REQUIRED ACTIONS>
a – In the patch review, what gap does the reviewer say would follow ignore_nulls, and why?
b – Translate this sentence from the patch review into Spanish: "You accidentally added unnecessary curly braces."
c – Continue the patch review from the point where it stops.

PAGE EXTRACT>
_ _ _ _ _ _ _
Re: Add RESPECT/IGNORE NULLS and FROM FIRST/LAST options

From: Tatsuo Ishii <ishii(at)postgresql(dot)org>
To: ojford(at)gmail(dot)com
Cc: krasiyan(at)gmail(dot)com, tgl(at)sss(dot)pgh(dot)pa(dot)us, vik(at)postgresfriends(dot)org, pgsql-hackers(at)postgresql(dot)org, andrew(at)tao11(dot)riddles(dot)org(dot)uk, david(at)fetter(dot)org
Subject: Re: Add RESPECT/IGNORE NULLS and FROM FIRST/LAST options
Date: 2025-01-27 11:51:15
Message-ID: 20250127.205115.1603241525112208994.ishii@postgresql.org
Views: Raw Message | Whole Thread | Download mbox | Resend email
Thread:
Lists: pgsql-hackers

> The attached patch should fix both of these. I've added extra tests
> with a PARTITION BY in the window clause to test for multiple
> partitions.

I have looked through the v5 patch. Here are review comments.

From 5268754b33103fefc511b57ec546103899f70dbe Mon Sep 17 00:00:00 2001
From: Oliver Ford <ojford(at)gmail(dot)com>
Date: Thu, 23 Jan 2025 20:11:17 +0000
Subject: [PATCH] :ignore nulls

---
diff --git a/src/backend/executor/nodeWindowAgg.c b/src/backend/executor/nodeWindowAgg.c
index 9a1acce2b5..d93a44633e 100644
--- a/src/backend/executor/nodeWindowAgg.c
+++ b/src/backend/executor/nodeWindowAgg.c
@@ -69,6 +69,10 @@ typedef struct WindowObjectData
int readptr; /* tuplestore read pointer for this fn */
int64 markpos; /* row that markptr is positioned on */
int64 seekpos; /* row that readptr is positioned on */
+ int ignore_nulls; /* ignore nulls */
+ int64 *win_nonnulls; /* tracks non-nulls in ignore nulls mode */

After ignore_nulls, there will be a 4-byte hole because win_nonnulls
is an 8-byte variable. It would be better to swap them.

@@ -1263,6 +1268,15 @@ begin_partition(WindowAggState *winstate)

winobj->markpos = -1;
winobj->seekpos = -1;
+
+
+ /* reallocate null check */
+ if (perfuncstate->winobj->ignore_nulls == IGNORE_NULLS)
+ {
+ perfuncstate->winobj->win_nonnulls = palloc_array(int64, 16);
+ perfuncstate->winobj->nonnulls_size = 16;

Those 2 lines above are not necessary. Since win_nonnulls are
allocated in ExecInitWindowAgg() in the per query query context, it
survives across partitions. You only need initialize nonnulls_len to
0.

+ perfuncstate->winobj->nonnulls_len = 0;
+ }
}
}

@@ -1383,7 +1397,9 @@ release_partition(WindowAggState *winstate)

/* Release any partition-local state of this window function */
if (perfuncstate->winobj)
+ {
perfuncstate->winobj->localmem = NULL;
+ }

You accidentally added unnecessary curly braces.
_ _ _ _ _ _ _
EXCERPTED DATA>
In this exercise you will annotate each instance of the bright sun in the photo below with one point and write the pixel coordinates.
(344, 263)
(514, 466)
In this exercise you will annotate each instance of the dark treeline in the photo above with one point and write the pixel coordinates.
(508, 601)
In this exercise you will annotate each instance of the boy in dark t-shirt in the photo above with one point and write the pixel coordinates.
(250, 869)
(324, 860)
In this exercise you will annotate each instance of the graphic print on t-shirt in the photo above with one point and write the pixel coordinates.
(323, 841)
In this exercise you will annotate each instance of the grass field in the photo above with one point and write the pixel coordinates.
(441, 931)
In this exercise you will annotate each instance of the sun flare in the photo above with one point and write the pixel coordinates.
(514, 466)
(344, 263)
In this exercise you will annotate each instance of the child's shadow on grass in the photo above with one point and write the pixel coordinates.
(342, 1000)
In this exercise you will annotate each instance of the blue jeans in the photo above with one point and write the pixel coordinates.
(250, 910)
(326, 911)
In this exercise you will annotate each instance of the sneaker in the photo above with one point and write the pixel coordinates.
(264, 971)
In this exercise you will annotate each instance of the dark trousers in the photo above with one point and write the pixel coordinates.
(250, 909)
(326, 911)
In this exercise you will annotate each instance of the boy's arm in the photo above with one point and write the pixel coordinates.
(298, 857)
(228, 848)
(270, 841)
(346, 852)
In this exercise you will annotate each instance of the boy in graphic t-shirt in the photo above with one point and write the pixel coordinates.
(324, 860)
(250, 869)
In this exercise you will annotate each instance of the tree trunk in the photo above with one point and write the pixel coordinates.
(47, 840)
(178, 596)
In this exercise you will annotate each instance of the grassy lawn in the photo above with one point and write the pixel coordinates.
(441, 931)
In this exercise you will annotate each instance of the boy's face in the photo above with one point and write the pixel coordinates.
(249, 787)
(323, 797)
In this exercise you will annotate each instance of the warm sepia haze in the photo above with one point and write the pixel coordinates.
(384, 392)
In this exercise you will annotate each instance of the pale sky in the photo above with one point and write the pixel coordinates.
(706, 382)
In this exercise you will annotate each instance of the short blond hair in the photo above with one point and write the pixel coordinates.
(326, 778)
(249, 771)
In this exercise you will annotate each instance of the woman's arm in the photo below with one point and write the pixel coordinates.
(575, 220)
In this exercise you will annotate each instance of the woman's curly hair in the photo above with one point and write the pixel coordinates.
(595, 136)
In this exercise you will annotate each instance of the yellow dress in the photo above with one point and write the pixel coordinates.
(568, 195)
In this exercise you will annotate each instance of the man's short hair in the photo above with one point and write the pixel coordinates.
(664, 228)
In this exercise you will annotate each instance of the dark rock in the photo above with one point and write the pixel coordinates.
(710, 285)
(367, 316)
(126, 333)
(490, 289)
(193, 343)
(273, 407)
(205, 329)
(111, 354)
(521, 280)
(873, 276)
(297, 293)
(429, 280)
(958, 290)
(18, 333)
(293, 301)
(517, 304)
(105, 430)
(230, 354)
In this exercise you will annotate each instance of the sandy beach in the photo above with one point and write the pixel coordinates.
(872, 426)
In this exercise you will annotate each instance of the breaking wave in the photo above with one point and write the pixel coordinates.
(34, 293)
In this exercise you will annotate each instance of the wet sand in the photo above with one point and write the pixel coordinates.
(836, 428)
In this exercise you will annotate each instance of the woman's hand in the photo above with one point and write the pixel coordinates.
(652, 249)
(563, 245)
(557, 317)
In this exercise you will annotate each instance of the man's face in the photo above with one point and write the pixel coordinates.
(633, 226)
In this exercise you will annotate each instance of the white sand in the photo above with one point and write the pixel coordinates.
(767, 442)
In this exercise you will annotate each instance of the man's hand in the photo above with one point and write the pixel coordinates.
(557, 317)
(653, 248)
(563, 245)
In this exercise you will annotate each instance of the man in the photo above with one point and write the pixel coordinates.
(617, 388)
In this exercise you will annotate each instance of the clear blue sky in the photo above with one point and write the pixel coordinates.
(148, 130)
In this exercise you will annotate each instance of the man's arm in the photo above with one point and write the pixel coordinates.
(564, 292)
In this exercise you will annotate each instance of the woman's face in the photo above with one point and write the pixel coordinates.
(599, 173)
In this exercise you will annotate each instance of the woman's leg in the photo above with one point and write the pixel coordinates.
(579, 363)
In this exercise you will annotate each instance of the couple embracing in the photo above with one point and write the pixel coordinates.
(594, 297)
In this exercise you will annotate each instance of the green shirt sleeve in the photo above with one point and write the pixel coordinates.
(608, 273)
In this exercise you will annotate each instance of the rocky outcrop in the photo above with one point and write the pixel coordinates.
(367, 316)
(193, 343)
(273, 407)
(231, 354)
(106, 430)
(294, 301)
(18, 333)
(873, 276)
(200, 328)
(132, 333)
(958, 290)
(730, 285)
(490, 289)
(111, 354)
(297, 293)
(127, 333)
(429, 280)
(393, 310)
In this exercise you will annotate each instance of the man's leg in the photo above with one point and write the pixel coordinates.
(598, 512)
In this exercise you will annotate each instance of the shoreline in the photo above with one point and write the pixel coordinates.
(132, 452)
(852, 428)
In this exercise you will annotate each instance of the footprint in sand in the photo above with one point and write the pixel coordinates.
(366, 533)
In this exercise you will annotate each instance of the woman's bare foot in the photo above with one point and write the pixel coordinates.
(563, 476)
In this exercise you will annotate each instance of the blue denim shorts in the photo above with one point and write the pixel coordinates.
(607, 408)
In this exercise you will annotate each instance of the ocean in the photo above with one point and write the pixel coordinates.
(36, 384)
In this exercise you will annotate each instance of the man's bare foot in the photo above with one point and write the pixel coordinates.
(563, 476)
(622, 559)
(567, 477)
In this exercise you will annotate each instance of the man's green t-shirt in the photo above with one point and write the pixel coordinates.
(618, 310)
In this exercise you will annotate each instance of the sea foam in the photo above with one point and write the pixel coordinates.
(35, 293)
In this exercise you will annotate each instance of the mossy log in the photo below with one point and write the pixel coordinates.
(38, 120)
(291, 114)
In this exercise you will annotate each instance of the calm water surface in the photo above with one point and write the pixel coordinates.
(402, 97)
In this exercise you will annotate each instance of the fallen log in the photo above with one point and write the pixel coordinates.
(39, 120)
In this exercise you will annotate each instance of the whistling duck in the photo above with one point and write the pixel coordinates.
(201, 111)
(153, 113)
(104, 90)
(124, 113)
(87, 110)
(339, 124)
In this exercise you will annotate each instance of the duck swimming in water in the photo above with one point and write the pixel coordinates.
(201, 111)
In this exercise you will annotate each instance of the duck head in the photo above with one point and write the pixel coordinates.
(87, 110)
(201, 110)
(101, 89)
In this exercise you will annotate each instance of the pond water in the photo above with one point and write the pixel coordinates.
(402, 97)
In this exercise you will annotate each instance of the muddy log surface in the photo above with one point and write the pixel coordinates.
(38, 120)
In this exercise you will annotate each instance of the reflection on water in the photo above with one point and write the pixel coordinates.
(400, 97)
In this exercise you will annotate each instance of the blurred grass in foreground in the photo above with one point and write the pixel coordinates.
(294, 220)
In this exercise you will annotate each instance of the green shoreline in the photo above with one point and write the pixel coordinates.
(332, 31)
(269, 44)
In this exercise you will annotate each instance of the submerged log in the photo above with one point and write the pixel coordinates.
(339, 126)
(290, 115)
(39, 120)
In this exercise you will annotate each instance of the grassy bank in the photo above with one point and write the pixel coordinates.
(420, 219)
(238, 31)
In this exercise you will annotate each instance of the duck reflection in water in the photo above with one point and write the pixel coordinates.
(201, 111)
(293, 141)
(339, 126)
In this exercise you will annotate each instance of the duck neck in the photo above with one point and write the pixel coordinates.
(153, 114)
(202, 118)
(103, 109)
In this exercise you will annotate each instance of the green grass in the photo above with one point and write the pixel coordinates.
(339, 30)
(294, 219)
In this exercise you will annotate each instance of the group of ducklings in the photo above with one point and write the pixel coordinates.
_ _ _ _ _ _ _
ANSWERS TO THE EXERCISES>
a – A 4-byte hole, because win_nonnulls is an 8-byte variable.

b – Agregaste accidentalmente llaves innecesarias.

c –
@@ -2679,6 +2698,13 @@ ExecInitWindowAgg(WindowAgg *node, EState *estate, int eflags)
winobj->argstates = wfuncstate->args;
winobj->localmem = NULL;
perfuncstate->winobj = winobj;
+ winobj->ignore_nulls = wfunc->ignore_nulls;
+ if (winobj->ignore_nulls == PARSER_IGNORE_NULLS)
+ {
+ winobj->win_nonnulls = palloc_array(int64, 16);
+ winobj->nonnulls_size = 16;
+ winobj->nonnulls_len = 0;
+ }

I don't like to see two "16" here. It would better to use #define or
something.

It will be better to declare the prototype of increment_nonnulls,
ignorenulls_getfuncarginpartition, and ignorenulls_getfuncarginframe
in the begging of the file as other static functions already do.

+/*
+ * ignorenulls_getfuncarginframe
+ * For IGNORE NULLS, get the next nonnull value in the frame, moving forward or backward
+ * until we find a value or reach the frame's end.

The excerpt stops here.